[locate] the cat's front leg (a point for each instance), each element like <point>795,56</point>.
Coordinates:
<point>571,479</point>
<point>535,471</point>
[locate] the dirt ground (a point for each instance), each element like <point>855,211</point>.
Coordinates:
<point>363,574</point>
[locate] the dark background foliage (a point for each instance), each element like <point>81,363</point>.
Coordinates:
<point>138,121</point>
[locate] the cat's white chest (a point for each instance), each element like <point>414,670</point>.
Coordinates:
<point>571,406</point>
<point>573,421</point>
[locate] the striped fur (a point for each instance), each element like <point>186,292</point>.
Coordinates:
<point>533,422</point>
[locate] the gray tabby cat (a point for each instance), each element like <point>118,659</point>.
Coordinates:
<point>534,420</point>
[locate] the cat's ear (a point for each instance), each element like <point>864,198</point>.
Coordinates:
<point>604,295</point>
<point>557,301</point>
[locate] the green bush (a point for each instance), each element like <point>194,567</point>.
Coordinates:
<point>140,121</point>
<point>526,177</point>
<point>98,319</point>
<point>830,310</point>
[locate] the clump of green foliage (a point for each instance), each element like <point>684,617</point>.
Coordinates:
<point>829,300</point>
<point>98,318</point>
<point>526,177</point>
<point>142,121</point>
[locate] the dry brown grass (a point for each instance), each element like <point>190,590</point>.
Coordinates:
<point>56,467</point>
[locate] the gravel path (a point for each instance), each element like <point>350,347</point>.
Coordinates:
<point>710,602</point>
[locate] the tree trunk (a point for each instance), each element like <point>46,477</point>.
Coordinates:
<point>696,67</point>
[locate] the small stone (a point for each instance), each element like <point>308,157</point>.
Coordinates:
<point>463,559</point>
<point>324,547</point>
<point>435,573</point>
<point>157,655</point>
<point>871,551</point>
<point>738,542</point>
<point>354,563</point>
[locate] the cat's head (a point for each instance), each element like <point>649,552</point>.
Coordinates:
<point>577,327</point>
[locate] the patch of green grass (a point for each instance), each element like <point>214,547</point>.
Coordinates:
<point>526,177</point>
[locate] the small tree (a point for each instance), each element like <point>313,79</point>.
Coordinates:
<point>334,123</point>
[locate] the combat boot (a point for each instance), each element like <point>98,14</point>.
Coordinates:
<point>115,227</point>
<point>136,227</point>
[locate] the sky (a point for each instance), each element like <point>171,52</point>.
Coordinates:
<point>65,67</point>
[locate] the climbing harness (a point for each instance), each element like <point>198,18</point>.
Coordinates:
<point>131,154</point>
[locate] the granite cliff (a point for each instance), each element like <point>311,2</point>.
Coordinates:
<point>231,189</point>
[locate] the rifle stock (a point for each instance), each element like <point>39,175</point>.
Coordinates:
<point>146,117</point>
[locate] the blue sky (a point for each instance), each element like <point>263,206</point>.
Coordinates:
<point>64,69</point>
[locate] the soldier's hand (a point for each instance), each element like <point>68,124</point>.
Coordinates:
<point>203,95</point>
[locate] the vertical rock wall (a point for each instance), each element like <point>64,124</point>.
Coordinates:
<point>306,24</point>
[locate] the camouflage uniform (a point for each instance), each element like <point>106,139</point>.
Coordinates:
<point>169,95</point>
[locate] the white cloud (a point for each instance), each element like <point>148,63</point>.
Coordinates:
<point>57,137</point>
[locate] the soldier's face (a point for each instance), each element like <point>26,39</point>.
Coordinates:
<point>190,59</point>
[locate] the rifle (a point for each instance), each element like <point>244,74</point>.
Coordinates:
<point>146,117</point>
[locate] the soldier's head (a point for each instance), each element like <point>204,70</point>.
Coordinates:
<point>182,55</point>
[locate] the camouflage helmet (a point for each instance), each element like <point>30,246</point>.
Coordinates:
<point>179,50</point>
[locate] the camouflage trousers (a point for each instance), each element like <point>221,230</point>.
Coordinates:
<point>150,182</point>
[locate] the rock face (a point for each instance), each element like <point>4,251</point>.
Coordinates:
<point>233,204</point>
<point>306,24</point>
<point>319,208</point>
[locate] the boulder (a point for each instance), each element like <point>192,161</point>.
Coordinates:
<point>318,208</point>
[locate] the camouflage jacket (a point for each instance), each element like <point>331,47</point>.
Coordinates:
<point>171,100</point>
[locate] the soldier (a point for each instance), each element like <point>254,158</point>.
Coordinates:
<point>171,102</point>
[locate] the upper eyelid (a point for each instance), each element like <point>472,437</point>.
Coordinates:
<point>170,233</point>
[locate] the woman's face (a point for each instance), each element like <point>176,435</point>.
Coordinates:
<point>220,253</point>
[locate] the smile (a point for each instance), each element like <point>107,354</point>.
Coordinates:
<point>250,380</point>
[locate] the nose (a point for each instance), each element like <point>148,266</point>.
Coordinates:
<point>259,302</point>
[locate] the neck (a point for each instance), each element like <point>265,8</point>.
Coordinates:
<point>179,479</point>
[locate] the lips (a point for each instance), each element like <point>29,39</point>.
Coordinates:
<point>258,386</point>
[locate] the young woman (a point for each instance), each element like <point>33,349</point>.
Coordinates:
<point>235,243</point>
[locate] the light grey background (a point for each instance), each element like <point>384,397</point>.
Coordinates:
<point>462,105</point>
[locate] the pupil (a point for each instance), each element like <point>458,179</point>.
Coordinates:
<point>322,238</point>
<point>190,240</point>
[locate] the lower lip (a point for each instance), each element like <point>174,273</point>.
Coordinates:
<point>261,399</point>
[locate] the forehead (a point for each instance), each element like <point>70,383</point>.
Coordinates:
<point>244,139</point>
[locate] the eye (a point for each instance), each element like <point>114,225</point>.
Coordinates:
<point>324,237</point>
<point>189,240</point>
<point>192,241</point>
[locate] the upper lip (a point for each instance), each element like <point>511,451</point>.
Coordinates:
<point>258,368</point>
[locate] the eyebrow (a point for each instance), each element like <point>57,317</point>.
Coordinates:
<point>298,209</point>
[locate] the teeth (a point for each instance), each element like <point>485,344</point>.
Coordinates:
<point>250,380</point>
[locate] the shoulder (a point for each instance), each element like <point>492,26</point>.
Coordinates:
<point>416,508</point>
┄┄┄┄┄┄┄┄┄┄
- [EXERCISE PROMPT]
Rescale the listing from its start through the line containing "<point>710,602</point>", both included, and write every line out again, requests included. Multiply each answer coordinate by 0.4 and round to the nearest whole number, with halves rounded up. Leave the numbers in the requests and their format samples unchanged.

- [CORRECT RESPONSE]
[locate] the cat's front leg (a point for each instance), each element like <point>795,56</point>.
Coordinates:
<point>228,192</point>
<point>214,188</point>
[locate] the dirt ground (a point for each instance), each element like <point>855,211</point>.
Coordinates:
<point>145,230</point>
[locate] the dark background foliage (a point for each instance), each element like <point>81,363</point>.
Coordinates:
<point>55,48</point>
[locate] the cat's white chest (a point for each instance), each element like <point>414,670</point>.
Coordinates:
<point>228,162</point>
<point>229,168</point>
[locate] the striped fur (a point for each instance), each element like <point>186,292</point>.
Coordinates:
<point>213,169</point>
[locate] the gray tabby cat (a point for each instance), each element like <point>118,659</point>.
Coordinates:
<point>214,168</point>
[locate] the cat's ear (a point for each instance), each element like <point>864,198</point>.
Coordinates:
<point>242,118</point>
<point>223,120</point>
[locate] the green bush (a point for each instance), each element like <point>194,567</point>.
Coordinates:
<point>56,48</point>
<point>210,71</point>
<point>39,128</point>
<point>332,124</point>
[locate] the clump of green foliage (a point for each instance), each element like <point>684,617</point>.
Coordinates:
<point>332,120</point>
<point>39,127</point>
<point>210,71</point>
<point>57,48</point>
[locate] the dry brown grass (a point for each instance), each element like <point>190,590</point>.
Coordinates:
<point>22,187</point>
[locate] the gravel path (a point for each instance), each element like <point>350,347</point>.
Coordinates:
<point>284,241</point>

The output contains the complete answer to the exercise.